-- Set task --
Rewrite every line of the data from the line containing "Where can the eroded" through the end of the data, and raise each x and y coordinate by 94.

......

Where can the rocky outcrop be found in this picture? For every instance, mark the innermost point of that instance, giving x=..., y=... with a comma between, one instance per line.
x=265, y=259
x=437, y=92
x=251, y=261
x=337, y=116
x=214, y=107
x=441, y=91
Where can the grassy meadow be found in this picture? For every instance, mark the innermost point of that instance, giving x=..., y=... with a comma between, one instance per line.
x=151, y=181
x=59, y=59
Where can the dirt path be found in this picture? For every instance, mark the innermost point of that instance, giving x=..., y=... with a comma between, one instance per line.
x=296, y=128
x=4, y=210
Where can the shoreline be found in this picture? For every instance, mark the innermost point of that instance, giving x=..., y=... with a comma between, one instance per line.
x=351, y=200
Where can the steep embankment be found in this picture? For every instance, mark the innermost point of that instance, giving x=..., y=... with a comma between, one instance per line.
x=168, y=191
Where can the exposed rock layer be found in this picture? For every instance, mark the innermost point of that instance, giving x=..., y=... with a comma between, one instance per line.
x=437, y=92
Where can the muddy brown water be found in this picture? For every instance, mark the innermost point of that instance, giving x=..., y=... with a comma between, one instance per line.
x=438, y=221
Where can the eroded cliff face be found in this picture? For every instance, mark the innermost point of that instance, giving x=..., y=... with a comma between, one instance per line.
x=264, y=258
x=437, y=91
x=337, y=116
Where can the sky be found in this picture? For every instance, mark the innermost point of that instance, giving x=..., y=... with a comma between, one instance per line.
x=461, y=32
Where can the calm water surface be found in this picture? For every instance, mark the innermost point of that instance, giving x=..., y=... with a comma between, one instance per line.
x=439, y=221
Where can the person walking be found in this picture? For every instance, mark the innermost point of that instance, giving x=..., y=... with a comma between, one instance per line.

......

-- Worked solution --
Where can the eroded cliff face be found in this picture? For every instance, mark the innermost point of that instance, giving x=..., y=... with a comma between, one instance per line.
x=358, y=352
x=531, y=185
x=431, y=210
Where can the sky be found in this picture? For every instance, mark the innermost point of that instance, giving x=..., y=... with a comma between, one instance per line.
x=555, y=126
Where can the calm water surface be found in this picture? For every instance, mark the innermost point of that instance, giving x=..., y=... with a comma between, one instance per line.
x=533, y=315
Where can the person walking be found in this picture? For every instance, mark the innermost point of that instance, giving x=..., y=... with a comma between, one instance per line.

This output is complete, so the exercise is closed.